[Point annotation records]
________________________________________

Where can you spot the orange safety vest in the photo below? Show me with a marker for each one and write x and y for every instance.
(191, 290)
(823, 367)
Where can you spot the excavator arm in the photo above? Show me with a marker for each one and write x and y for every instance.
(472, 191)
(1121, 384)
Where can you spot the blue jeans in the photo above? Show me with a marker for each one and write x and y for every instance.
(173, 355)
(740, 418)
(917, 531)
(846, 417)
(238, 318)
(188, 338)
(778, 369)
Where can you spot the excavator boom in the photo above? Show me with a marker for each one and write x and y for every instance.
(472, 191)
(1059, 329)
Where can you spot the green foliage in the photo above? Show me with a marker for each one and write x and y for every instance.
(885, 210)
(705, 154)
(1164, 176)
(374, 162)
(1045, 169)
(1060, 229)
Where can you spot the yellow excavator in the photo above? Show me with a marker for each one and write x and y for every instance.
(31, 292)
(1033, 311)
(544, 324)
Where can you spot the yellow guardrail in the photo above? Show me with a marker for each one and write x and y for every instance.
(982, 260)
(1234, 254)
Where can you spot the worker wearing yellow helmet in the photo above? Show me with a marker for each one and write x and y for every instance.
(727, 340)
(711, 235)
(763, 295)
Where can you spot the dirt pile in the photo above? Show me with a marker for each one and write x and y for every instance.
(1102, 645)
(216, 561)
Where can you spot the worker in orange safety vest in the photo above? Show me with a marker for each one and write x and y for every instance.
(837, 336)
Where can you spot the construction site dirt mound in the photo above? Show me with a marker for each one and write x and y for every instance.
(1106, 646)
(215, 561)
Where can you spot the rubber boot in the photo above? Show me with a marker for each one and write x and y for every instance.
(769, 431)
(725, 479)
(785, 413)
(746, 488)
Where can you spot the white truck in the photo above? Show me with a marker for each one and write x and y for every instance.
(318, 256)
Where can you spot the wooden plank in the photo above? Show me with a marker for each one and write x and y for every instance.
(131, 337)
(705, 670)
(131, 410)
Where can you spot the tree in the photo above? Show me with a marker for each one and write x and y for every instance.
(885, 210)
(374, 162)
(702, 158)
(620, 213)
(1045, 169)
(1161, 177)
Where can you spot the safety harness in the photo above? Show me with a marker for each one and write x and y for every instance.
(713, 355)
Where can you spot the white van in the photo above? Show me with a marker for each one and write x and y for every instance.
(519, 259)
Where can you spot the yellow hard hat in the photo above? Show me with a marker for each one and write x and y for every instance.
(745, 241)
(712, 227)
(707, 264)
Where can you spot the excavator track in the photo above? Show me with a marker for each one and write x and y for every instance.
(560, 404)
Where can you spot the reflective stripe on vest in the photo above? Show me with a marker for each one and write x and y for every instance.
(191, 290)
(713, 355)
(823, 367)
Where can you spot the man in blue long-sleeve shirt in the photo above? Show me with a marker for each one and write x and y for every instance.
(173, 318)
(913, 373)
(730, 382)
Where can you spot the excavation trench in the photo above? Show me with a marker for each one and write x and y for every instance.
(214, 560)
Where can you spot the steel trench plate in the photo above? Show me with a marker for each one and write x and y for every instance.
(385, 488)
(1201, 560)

________________________________________

STATED PROBLEM:
Revise all of the records above by replacing every "Where can you spot" with "Where do you see", keeping everything else the same.

FINISHED ANSWER:
Where do you see the orange safety vest in the photo below? Show me with a marker for each one and write x and y for every instance.
(191, 290)
(823, 367)
Where do you see the excavator arm in the photo above? Show me with a marker for each one and write x and y for every instance.
(472, 191)
(1121, 384)
Where do you see the blue jeans in the photo above? Show me with a marker for each one and write x and y for every instance.
(173, 355)
(740, 418)
(917, 531)
(846, 417)
(238, 318)
(188, 338)
(778, 369)
Where do you see the excavator boom in the photo above? Show me with a marker for each one and write x and y for every instance.
(472, 191)
(1059, 329)
Where do you see the green foliage in the photo above? Show me with a marker for each one and write x and y for every instance.
(885, 210)
(705, 154)
(1164, 176)
(374, 162)
(1045, 169)
(1060, 229)
Where do you see the yellow excavator in the photo above? Show me with a marker for each one and write x and y for every instance.
(31, 292)
(1033, 311)
(544, 324)
Where do you see the yellow guardrail in the photo above? Show me with a marker for each one and write x and y for every instance.
(982, 260)
(1234, 254)
Where do you see the worker wearing yellow helmet in the photo above? Show me with a marker for each one and write x and y for every instance.
(727, 340)
(711, 235)
(763, 295)
Where do you see the dirt pile in the photo above? Show me with a marker for each one and write x and y for every instance.
(1102, 645)
(216, 561)
Where do you see the worker in orange safety vest in the photo above? Show me with a marker for each one and write x and y for every instance.
(837, 336)
Where do you see the construction site dirt mound in the photo above? Show me with a marker for each one and write x and y for every instance.
(1106, 646)
(215, 561)
Where do you see the rubber boot in the photo above? Show me with a marker for each one and write x and y for every instance.
(769, 431)
(725, 479)
(785, 413)
(746, 488)
Where do you see the white truck in the photo above? Show me with a marker for each one and write x and y for every instance.
(318, 256)
Where do you see the wooden plank in the photo above? Show me with a marker for each one and write x and y for every instance.
(131, 337)
(705, 670)
(131, 410)
Where do you see the tree in the photo above? Show me with a marker for each one and write x and y for every instance.
(885, 210)
(374, 162)
(702, 158)
(620, 213)
(1045, 169)
(1161, 177)
Where do you see the safety harness in the photo above? Show me with a marker for each one and write x and y for every instance.
(713, 355)
Where do you see the white van in the photo above? Show me with a marker for each one and write x and y for every instance.
(519, 259)
Where do you see the yellow hard hat in the photo above? Show me with a marker for each one and write x and y for every instance.
(745, 241)
(712, 227)
(707, 264)
Where do you see the excavator track in the photo above? Show me with a marker for each one and write x and y for every instance.
(560, 404)
Where do you see the reflective stripe on vest in the photo above? Show me with a marker for each one and write x and y for every instance.
(191, 290)
(713, 355)
(823, 367)
Where do you see the man in blue long-sleeve shirt in the photo above? Show me with a marker for each one and write x and y for every instance.
(173, 318)
(913, 373)
(730, 382)
Where do you see the excavation trench in the photo above? Show me with a marker for each one and write x and y for every instance.
(214, 560)
Where do you see the steel trench plate in the photo above? Show me with a marker for each one and write x and y for every instance.
(385, 488)
(1201, 560)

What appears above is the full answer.